● DIRECTION
Convert the lines beginning at the one that contains "In the picture shown above, locate each city" and ending after the one that contains "[0,448,1200,799]" into a JSON list of strings, one string per line, with blank lines omitted. Leave the pictures out.

● STORED DATA
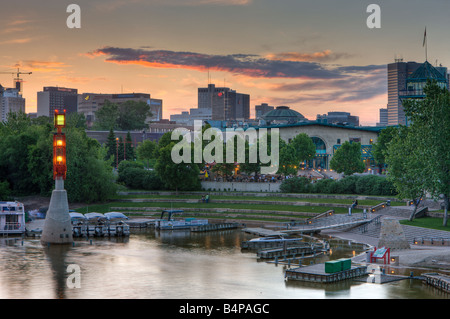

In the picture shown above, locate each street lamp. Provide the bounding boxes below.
[53,110,67,180]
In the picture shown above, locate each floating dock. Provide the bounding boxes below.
[422,273,450,293]
[256,243,323,259]
[241,238,304,249]
[191,223,239,232]
[285,264,367,283]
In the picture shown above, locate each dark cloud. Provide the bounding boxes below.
[89,47,347,79]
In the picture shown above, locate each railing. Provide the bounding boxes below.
[413,237,450,246]
[0,222,25,233]
[283,214,379,232]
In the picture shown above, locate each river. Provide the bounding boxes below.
[0,230,448,299]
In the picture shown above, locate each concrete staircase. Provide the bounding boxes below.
[347,206,450,244]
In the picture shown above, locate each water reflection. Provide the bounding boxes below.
[0,230,447,299]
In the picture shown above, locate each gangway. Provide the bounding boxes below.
[279,214,379,233]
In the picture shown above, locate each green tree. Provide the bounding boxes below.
[386,126,426,220]
[155,142,200,193]
[372,126,398,166]
[330,141,365,175]
[278,140,299,176]
[403,80,450,226]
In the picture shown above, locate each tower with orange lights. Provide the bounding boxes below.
[41,110,73,244]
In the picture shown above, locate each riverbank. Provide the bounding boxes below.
[321,230,450,271]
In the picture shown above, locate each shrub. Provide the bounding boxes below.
[280,176,311,193]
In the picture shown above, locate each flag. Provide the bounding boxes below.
[422,27,427,47]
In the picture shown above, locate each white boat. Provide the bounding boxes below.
[0,202,25,234]
[155,210,209,230]
[249,235,301,243]
[69,212,88,237]
[105,212,130,236]
[84,212,108,237]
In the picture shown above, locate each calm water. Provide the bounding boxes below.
[0,230,448,299]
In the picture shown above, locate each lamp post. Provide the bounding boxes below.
[41,110,73,244]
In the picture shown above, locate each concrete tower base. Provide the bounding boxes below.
[41,178,73,244]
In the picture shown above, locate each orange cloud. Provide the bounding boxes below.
[266,50,351,62]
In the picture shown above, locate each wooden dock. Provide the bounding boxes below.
[422,273,450,293]
[191,223,239,232]
[241,238,304,250]
[242,227,286,237]
[285,264,367,283]
[256,243,323,259]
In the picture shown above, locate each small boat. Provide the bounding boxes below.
[249,235,301,243]
[241,235,302,249]
[0,202,26,234]
[105,212,130,236]
[69,212,88,237]
[84,212,108,237]
[155,210,209,230]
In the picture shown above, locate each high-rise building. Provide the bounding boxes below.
[198,84,250,121]
[0,85,25,122]
[377,108,388,126]
[37,86,78,118]
[255,103,275,120]
[399,61,449,125]
[387,59,421,125]
[78,93,163,126]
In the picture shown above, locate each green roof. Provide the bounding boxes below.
[262,106,305,121]
[408,61,447,82]
[254,121,392,133]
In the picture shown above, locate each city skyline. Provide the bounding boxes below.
[0,0,450,125]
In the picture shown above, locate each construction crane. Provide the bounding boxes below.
[0,68,33,94]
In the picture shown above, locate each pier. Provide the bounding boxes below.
[422,273,450,293]
[191,223,239,232]
[256,243,323,259]
[285,264,367,283]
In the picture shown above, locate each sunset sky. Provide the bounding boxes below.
[0,0,450,125]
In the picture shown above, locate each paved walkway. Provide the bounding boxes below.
[321,208,450,270]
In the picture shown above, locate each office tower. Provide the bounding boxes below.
[78,93,163,126]
[255,103,275,120]
[0,85,25,122]
[198,84,250,121]
[377,108,388,126]
[387,59,421,125]
[37,86,78,118]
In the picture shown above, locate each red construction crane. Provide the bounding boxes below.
[0,68,33,93]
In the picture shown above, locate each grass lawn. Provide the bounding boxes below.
[400,217,450,235]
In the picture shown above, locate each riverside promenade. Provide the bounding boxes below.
[321,207,450,271]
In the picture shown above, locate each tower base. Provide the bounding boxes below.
[41,179,73,244]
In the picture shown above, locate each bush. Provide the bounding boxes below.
[118,164,162,190]
[280,176,311,193]
[312,179,336,194]
[337,175,359,194]
[280,175,397,196]
[142,171,163,190]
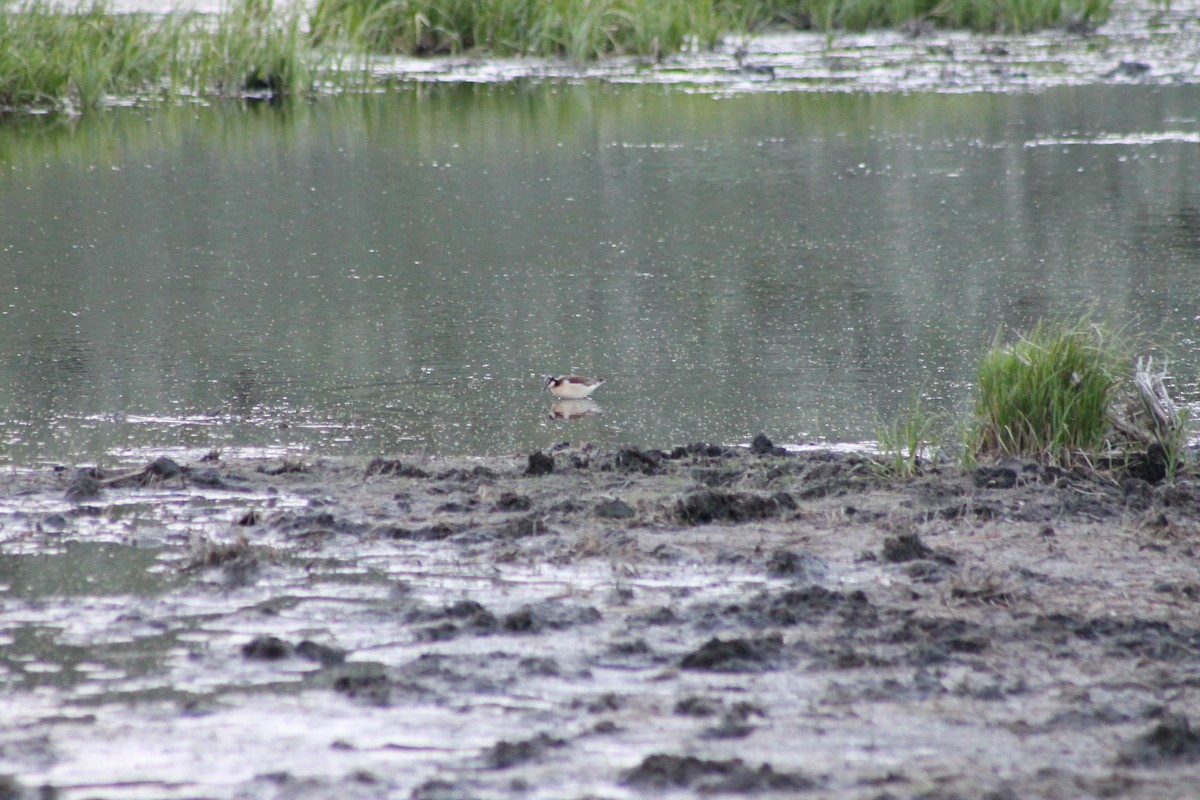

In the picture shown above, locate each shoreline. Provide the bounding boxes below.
[0,440,1200,800]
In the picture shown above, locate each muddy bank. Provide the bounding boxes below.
[0,448,1200,799]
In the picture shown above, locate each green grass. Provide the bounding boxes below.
[312,0,761,60]
[972,318,1132,467]
[0,0,348,110]
[802,0,1112,32]
[311,0,1111,60]
[0,0,1111,113]
[872,392,941,477]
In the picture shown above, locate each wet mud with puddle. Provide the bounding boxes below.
[0,438,1200,800]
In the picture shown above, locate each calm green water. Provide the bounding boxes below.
[0,83,1200,463]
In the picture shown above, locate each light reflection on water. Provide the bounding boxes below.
[0,85,1200,463]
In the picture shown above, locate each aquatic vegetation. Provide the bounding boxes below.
[973,320,1128,465]
[311,0,1111,60]
[312,0,748,60]
[0,0,348,110]
[0,0,1111,112]
[872,392,941,477]
[967,317,1187,475]
[803,0,1112,31]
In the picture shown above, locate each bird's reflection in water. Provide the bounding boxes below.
[548,398,600,420]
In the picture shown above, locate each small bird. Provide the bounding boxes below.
[541,375,605,399]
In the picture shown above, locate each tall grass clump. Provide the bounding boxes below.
[874,392,941,477]
[0,0,345,110]
[311,0,764,60]
[972,319,1132,467]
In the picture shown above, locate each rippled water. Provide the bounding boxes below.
[0,82,1200,463]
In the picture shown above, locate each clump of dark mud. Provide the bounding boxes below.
[7,437,1200,799]
[623,753,818,794]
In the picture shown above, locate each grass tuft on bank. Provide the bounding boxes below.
[967,317,1187,480]
[0,0,1111,112]
[0,0,345,110]
[311,0,1111,60]
[875,315,1188,482]
[972,319,1130,465]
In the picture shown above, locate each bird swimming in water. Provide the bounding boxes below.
[541,375,605,399]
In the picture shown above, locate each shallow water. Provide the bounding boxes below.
[7,83,1200,463]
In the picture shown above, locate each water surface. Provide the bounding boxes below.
[0,82,1200,463]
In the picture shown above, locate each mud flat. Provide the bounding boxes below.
[0,438,1200,799]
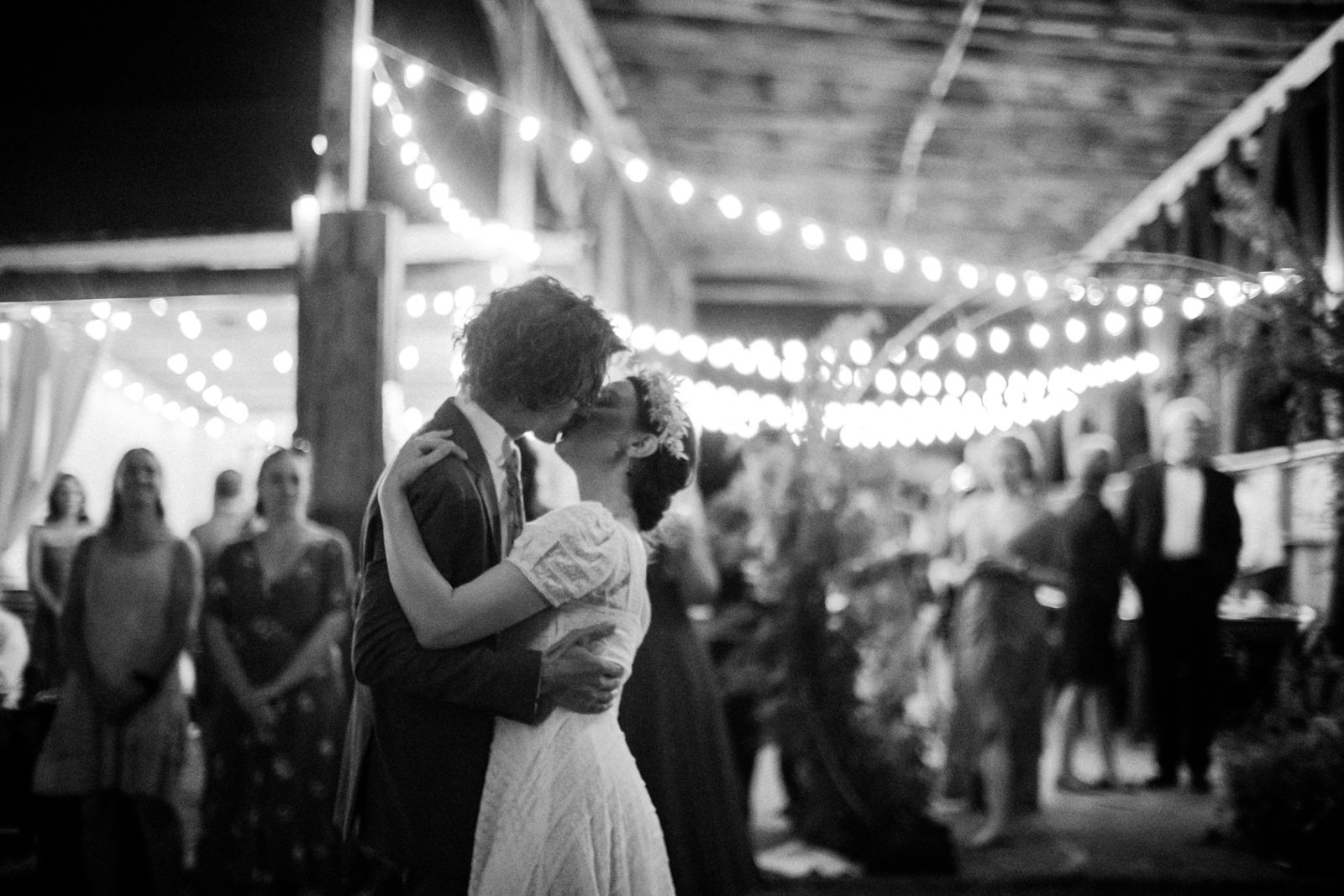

● ANSWER BELOW
[
  "In the picture shown above, locate each city skyline. Provide the bounding boxes below.",
  "[0,0,450,125]",
  "In the picture shown above, locate each construction crane. Provide the bounding boxes below.",
  "[0,68,33,94]",
  "In the picture shown above, locate each pier. Provide the bounding boxes below.",
  "[422,273,450,293]",
  "[191,223,239,232]",
  "[256,243,323,259]",
  "[285,264,367,283]",
  "In the picture shown above, locate each sunset sky. Provide the bounding boxes below.",
  "[0,0,450,125]",
  "In the picture shown above, locate each paved walkway. Provide the bounding boxes below.",
  "[321,208,450,270]",
  "In the picture shown above, locate each office tower. Provide the bounding boxes below.",
  "[78,93,163,126]",
  "[255,103,275,120]",
  "[0,85,25,122]",
  "[198,84,250,121]",
  "[377,108,388,126]",
  "[387,59,421,125]",
  "[37,86,78,118]",
  "In the picture shown above, locate each red construction crane. Provide the bounding boxes below.",
  "[0,68,33,93]",
  "In the picture shown above, locate each grass lawn. Provide the bounding boxes below.",
  "[400,217,450,235]",
  "In the picture shown above, locate each riverside promenade. Provide the bounding boxes below.",
  "[321,207,450,271]",
  "In the picture shown above, locate each tower base. Provide the bounding boxes below.",
  "[41,179,73,244]",
  "In the picture shown above, locate each bush. Provide the bounding boxes below.",
  "[118,164,162,190]",
  "[280,176,311,193]",
  "[312,179,336,194]",
  "[337,175,359,194]",
  "[280,175,397,196]",
  "[142,171,163,190]",
  "In the picture shown above, locate each shoreline. Provide the bounding boxes below.",
  "[0,440,1200,800]",
  "In the picture shown above, locate each muddy bank. Provide the bounding boxes below.",
  "[0,448,1200,799]"
]